Stored dataset items:
....................

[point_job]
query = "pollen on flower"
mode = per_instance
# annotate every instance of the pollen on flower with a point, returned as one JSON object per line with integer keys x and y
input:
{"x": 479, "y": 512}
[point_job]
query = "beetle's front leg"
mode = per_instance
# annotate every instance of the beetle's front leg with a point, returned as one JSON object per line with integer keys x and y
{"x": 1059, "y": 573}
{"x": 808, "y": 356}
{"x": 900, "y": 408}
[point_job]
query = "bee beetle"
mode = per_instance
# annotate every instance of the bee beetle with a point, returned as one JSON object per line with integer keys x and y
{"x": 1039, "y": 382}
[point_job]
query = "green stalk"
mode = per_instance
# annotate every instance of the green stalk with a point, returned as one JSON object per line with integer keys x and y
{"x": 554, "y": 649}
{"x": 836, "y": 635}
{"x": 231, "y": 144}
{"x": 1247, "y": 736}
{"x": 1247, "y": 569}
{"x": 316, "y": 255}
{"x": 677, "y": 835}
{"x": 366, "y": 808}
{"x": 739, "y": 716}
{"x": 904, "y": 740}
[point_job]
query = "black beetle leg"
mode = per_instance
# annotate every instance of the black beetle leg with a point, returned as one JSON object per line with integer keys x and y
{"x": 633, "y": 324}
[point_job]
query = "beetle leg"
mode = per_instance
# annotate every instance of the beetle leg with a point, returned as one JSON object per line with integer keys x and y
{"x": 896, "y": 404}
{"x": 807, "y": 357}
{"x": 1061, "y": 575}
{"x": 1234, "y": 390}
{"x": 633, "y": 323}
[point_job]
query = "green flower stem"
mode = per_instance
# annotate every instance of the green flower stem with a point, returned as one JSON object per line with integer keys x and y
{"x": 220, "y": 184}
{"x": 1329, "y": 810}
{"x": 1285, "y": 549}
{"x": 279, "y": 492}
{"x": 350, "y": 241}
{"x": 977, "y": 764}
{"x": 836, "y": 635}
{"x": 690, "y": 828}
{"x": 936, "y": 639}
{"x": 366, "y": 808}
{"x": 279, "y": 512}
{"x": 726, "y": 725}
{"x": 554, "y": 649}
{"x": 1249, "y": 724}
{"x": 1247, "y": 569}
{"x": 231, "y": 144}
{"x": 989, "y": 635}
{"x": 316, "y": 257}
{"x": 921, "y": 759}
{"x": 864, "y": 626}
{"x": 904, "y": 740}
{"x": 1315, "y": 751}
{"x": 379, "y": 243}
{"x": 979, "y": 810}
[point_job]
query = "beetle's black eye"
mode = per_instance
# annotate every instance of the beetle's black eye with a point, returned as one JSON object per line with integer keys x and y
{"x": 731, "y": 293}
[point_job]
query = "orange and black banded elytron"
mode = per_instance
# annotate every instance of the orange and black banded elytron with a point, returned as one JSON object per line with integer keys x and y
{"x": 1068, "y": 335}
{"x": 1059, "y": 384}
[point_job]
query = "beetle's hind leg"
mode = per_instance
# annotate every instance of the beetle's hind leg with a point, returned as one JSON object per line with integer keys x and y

....................

Task statement>
Lines containing the word "hind" must be found in the data above and copied.

Written reply>
query = "beetle's hind leg"
# annotate every instance of the beetle's hind leg with a point, returned as one JSON object per line with integer keys x and y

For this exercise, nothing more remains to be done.